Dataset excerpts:
--- START ---
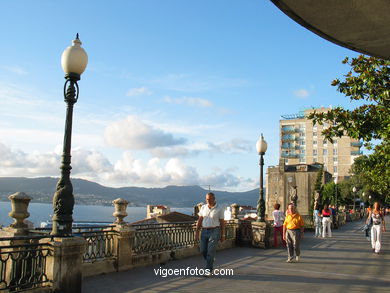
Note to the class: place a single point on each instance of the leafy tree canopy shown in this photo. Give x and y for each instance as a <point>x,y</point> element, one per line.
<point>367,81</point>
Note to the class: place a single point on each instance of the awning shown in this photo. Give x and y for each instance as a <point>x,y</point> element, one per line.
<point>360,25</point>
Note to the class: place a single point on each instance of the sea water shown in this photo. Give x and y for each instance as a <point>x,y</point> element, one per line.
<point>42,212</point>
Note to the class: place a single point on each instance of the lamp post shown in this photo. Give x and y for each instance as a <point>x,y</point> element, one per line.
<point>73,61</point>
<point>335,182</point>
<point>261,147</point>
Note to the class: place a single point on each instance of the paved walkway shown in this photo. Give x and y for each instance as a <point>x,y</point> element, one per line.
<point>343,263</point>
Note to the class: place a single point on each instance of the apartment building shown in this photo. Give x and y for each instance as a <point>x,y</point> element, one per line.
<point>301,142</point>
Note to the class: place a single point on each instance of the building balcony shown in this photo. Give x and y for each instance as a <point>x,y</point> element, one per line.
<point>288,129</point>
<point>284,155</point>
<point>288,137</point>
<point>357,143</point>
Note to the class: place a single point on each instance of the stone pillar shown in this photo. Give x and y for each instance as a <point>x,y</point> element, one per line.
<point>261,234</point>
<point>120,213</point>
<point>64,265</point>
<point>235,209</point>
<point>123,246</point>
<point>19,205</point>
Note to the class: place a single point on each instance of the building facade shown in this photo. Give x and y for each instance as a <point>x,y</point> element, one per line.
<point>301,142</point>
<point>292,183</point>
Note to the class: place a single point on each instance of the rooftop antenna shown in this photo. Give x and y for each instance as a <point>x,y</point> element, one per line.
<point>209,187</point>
--- END ---
— Exercise instructions —
An exact copy is needed of the lines from the one containing "of the rooftop" through the end of the records.

— Answer —
Note to the class: place a single point on each instance of the rooftop antenna shown in this photo. Give x and y for each instance as a <point>x,y</point> element, one per line.
<point>209,187</point>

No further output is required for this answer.